■ **Texte**
•••••

La loi prévoit au profit du salarié une contrepartie financière appelée un juste prix. C’est une contrepartie qui, comme son nom l’indique, correspond à un équivalent de l’apport du salarié. Le législateur fournit des critères propres à faciliter le calcul de cette contrepartie. Il invite les parties à tenir compte d’une part de la part contributive du salarié et de l’employeur dans la création de l’invention, etd’autre part, des retombées économiques liées à l’exploitation de l’invention. Sur ces bases, les parties doivent trouver un accord. A défaut d’accord, elles peuvent saisir la Commission Nationale de Inventions de Salariés (CNIS). Si la proposition faite par la CNIS ne les met pas d’accord, il faudra saisir le Tribunal de grande instance.
Exemple :le Post-it© est le résultat d’une invention hors mission attribuable appartenant à l’entreprise 3M. Deux salariés ont eu pour mission de fabriquer une colle molle très résistante. Ce produit est un échec. Ils se sont aperçus que cette colle pouvait se coller et se décoller sans altérer le papier. Le brevet a duré 20 ans et est tombé dans le domaine public en 2000. Cette invention est hors mission, puisque ce n’est pas une commande de l’entreprise.
- Les inventions hors mission non-attribuables
Les inventions hors missions non attribuables sonttoutes les inventions dont l’employeur ne peut prouver qu’elles entrent dans l’une ou l’autre des deux catégories. Dans cette hypothèse, l’inventeur conserve la pleine propriété de l’invention qu’il a mise au point. Il procèdera au dépôt du brevet et pourra l’exploiter librement.

•••••

■ **Extrait des données**
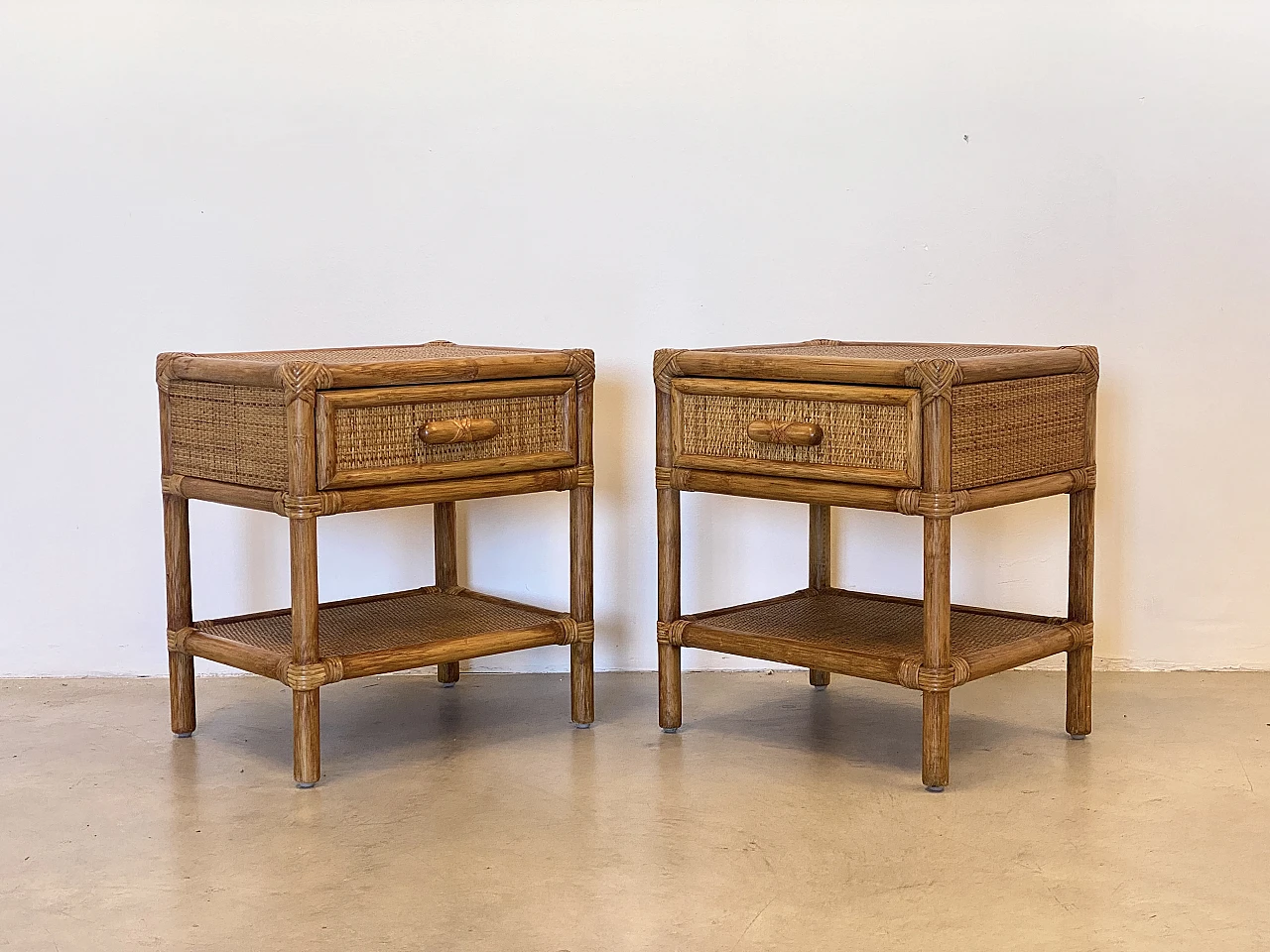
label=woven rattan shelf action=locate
[158,341,594,787]
[653,340,1098,789]
[171,585,588,686]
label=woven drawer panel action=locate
[952,375,1085,490]
[676,394,908,470]
[334,394,572,472]
[168,380,287,489]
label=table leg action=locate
[1067,489,1093,738]
[807,503,833,690]
[922,517,952,792]
[291,517,321,787]
[432,503,459,688]
[569,486,595,727]
[163,494,195,738]
[657,489,684,734]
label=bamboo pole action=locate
[807,503,833,690]
[432,503,459,688]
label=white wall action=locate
[0,0,1270,675]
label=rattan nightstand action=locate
[653,340,1098,789]
[156,341,594,787]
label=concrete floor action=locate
[0,671,1270,952]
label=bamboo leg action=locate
[163,495,195,738]
[922,690,949,793]
[569,486,595,727]
[1067,489,1093,738]
[291,690,321,789]
[922,518,952,792]
[432,503,459,688]
[807,504,833,690]
[657,489,684,734]
[291,518,321,787]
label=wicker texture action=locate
[205,343,544,366]
[194,588,560,657]
[334,394,571,472]
[676,394,908,471]
[690,589,1054,658]
[952,375,1087,490]
[727,341,1036,361]
[168,380,287,489]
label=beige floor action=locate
[0,672,1270,952]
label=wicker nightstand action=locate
[156,341,594,787]
[653,340,1098,789]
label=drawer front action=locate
[318,377,577,489]
[671,377,922,486]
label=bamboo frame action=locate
[653,340,1098,790]
[156,341,594,787]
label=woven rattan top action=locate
[200,340,550,367]
[158,340,595,390]
[722,340,1052,362]
[194,588,560,657]
[654,340,1097,386]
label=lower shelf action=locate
[680,589,1092,686]
[181,586,576,680]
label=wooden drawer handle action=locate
[419,416,503,444]
[745,420,825,447]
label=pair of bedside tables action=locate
[156,340,1098,789]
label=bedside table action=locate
[653,340,1098,790]
[156,341,594,787]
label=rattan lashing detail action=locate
[904,357,961,407]
[897,654,970,690]
[895,489,970,520]
[653,350,684,394]
[155,350,193,394]
[278,657,344,690]
[657,618,689,648]
[566,350,595,387]
[273,493,340,520]
[278,361,332,404]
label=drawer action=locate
[671,377,922,486]
[317,377,577,489]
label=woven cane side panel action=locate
[196,589,558,657]
[676,393,909,471]
[168,380,287,489]
[215,344,541,364]
[334,394,572,472]
[701,593,1053,657]
[952,375,1085,490]
[727,343,1035,361]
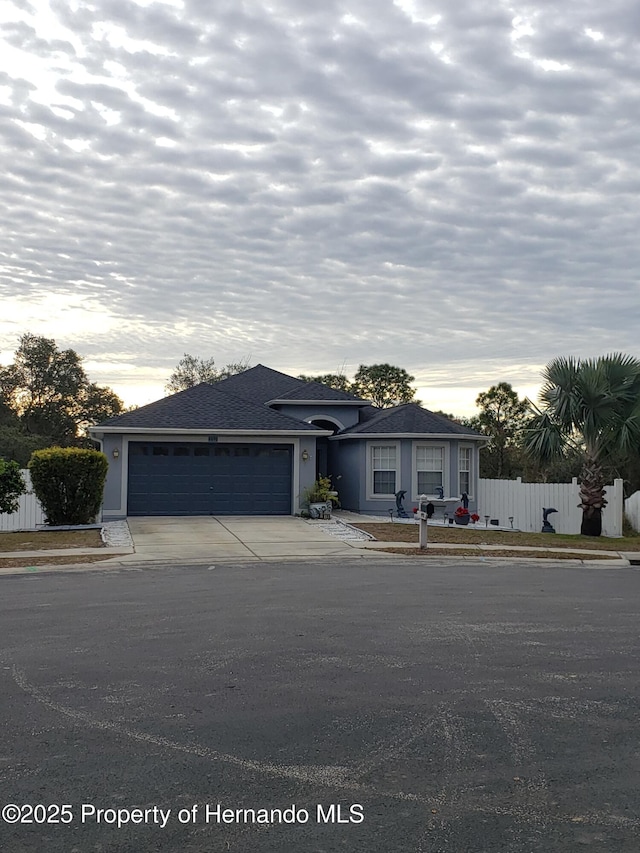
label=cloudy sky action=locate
[0,0,640,414]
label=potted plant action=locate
[453,506,470,524]
[302,474,340,518]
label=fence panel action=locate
[478,477,624,536]
[624,492,640,533]
[0,469,44,533]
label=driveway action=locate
[118,516,364,563]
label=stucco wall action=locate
[94,433,316,521]
[331,436,478,516]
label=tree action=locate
[524,353,640,536]
[0,459,27,513]
[466,382,529,479]
[0,334,123,444]
[349,364,420,409]
[298,373,351,391]
[165,353,249,394]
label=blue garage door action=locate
[127,442,292,515]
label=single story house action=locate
[90,364,486,521]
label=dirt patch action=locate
[0,528,104,554]
[352,523,640,551]
[376,546,618,560]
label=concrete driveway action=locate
[118,516,366,563]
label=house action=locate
[90,364,485,521]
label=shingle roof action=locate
[216,364,363,403]
[95,382,318,432]
[216,364,307,403]
[338,403,480,438]
[272,382,366,405]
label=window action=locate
[458,447,471,494]
[371,444,396,495]
[416,446,444,495]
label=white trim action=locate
[411,440,451,501]
[456,441,476,500]
[89,426,332,440]
[366,439,402,503]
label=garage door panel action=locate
[128,442,292,515]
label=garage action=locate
[127,441,292,515]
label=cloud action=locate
[0,0,640,412]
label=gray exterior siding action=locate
[95,433,316,521]
[331,436,479,516]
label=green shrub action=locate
[302,474,340,507]
[29,447,109,525]
[0,459,27,513]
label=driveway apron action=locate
[118,516,362,563]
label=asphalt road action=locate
[0,558,640,853]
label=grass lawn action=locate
[0,528,104,548]
[376,545,617,560]
[0,554,113,569]
[352,522,640,553]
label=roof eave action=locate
[265,398,371,407]
[331,432,487,442]
[89,426,332,437]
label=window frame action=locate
[457,444,474,500]
[411,439,451,501]
[367,440,401,501]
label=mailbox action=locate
[418,495,435,521]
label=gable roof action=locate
[334,403,486,440]
[92,382,326,435]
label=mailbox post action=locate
[418,495,429,551]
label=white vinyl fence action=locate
[0,469,44,533]
[478,477,624,536]
[624,492,640,533]
[0,470,624,536]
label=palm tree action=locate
[524,353,640,536]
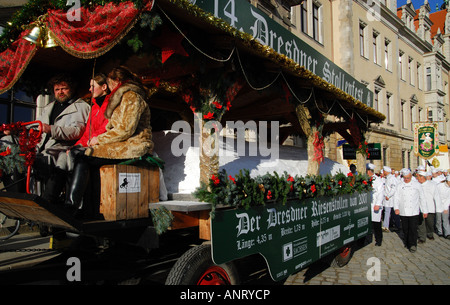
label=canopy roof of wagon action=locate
[0,0,385,144]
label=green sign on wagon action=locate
[211,193,372,281]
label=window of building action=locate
[408,57,415,86]
[384,39,391,71]
[372,32,378,64]
[426,67,432,91]
[359,22,367,58]
[398,51,405,80]
[427,109,433,122]
[312,2,322,42]
[416,63,423,90]
[373,89,381,111]
[0,90,36,124]
[300,1,308,34]
[385,92,392,124]
[400,100,406,128]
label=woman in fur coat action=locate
[66,67,153,214]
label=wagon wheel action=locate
[166,244,239,285]
[0,213,20,240]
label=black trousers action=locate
[400,215,419,249]
[372,221,383,246]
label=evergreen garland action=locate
[194,169,372,217]
[0,144,25,176]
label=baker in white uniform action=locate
[366,163,384,246]
[394,169,428,252]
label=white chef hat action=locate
[401,168,411,176]
[366,163,375,170]
[417,165,425,171]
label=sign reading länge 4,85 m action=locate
[211,193,371,280]
[191,0,373,107]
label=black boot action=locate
[42,167,67,203]
[66,161,90,210]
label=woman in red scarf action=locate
[66,67,153,218]
[75,73,109,147]
[42,73,109,203]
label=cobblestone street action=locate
[285,232,450,285]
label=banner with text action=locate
[211,193,372,281]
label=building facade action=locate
[259,0,450,169]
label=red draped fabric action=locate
[0,30,37,93]
[0,0,154,94]
[46,0,153,58]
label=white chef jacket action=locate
[436,181,450,213]
[422,180,441,213]
[394,180,428,216]
[370,175,384,222]
[383,174,398,208]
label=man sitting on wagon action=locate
[35,74,90,202]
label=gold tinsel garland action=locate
[163,0,386,121]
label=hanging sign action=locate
[414,123,439,160]
[190,0,373,107]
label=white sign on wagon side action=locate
[119,173,141,193]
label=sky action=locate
[397,0,444,13]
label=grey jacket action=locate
[37,99,91,156]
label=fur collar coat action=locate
[86,82,154,159]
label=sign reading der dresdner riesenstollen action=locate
[211,192,372,281]
[190,0,373,107]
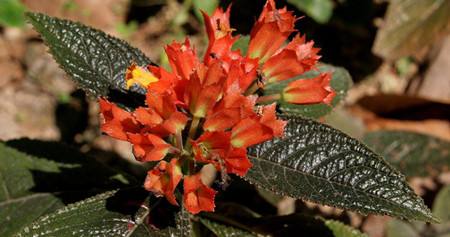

•••••

■ **Consigne**
Réécrivez le texte sur les inventions de salariés depuis « - Les inventions » jusqu’à « pourra l’exploiter librement. » inclus, en remplaçant « l’inventeur » par « le salarié ».

■ **Réponse**
- Les inventions hors mission non-attribuables
Les inventions hors missions non attribuables sonttoutes les inventions dont l’employeur ne peut prouver qu’elles entrent dans l’une ou l’autre des deux catégories. Dans cette hypothèse, le salarié conserve la pleine propriété de l’invention qu’il a mise au point. Il procèdera au dépôt du brevet et pourra l’exploiter librement.